Reproduce verbatim only the lines from the one containing "Find the black" through the last line below, both included.
※
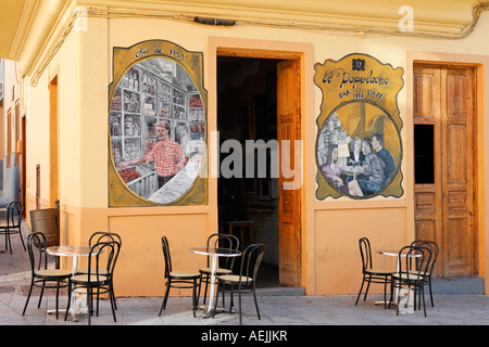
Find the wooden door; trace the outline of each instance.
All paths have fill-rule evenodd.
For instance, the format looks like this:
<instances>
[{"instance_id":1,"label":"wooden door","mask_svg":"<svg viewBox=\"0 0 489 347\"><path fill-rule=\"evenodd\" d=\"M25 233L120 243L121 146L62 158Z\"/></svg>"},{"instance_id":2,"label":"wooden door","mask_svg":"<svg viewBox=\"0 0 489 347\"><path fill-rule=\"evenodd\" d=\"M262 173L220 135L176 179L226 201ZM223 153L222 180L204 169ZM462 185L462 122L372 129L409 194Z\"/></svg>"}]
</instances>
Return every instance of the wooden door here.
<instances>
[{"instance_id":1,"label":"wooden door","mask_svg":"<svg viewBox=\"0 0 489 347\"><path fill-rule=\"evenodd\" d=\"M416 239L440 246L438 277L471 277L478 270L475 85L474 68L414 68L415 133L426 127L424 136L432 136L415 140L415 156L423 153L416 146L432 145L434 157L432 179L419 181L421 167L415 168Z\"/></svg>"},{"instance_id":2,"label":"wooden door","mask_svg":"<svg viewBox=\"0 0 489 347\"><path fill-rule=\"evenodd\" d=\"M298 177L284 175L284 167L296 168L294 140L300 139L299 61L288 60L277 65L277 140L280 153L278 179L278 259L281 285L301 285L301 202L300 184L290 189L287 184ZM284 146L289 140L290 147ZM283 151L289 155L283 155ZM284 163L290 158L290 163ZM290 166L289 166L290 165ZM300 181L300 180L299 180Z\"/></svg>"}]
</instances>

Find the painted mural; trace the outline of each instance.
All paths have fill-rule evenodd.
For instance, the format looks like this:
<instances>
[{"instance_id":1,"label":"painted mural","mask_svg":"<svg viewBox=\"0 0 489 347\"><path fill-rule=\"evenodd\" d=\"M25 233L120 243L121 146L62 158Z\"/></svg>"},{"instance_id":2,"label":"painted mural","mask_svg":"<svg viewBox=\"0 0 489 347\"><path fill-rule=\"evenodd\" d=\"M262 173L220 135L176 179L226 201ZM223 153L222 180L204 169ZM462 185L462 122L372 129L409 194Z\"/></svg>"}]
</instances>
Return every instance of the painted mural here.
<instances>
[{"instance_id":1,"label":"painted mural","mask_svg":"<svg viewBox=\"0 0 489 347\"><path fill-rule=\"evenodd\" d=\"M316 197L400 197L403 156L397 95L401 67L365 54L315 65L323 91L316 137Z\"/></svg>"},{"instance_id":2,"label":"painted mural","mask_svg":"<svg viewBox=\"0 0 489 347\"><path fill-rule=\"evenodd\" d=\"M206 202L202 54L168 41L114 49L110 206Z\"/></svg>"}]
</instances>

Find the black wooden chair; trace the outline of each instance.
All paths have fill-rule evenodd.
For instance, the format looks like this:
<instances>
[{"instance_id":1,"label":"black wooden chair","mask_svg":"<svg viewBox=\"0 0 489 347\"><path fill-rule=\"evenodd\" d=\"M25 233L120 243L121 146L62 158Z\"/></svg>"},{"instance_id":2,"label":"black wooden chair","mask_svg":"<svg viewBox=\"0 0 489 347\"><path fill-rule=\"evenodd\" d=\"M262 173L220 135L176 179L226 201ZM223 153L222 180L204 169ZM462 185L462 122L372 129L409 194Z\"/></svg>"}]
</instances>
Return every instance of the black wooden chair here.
※
TASK RESULT —
Find the black wooden chair; trace the outline of each instance.
All paths have fill-rule evenodd.
For instance, the format looks like this:
<instances>
[{"instance_id":1,"label":"black wooden chair","mask_svg":"<svg viewBox=\"0 0 489 347\"><path fill-rule=\"evenodd\" d=\"M25 233L120 243L121 146L62 158Z\"/></svg>"},{"instance_id":2,"label":"black wooden chair","mask_svg":"<svg viewBox=\"0 0 489 347\"><path fill-rule=\"evenodd\" d=\"M262 173L220 135L176 179L226 201ZM223 153L222 180L204 169ZM462 185L462 122L372 129L409 194Z\"/></svg>"}]
</instances>
Return every instance of the black wooden chair here.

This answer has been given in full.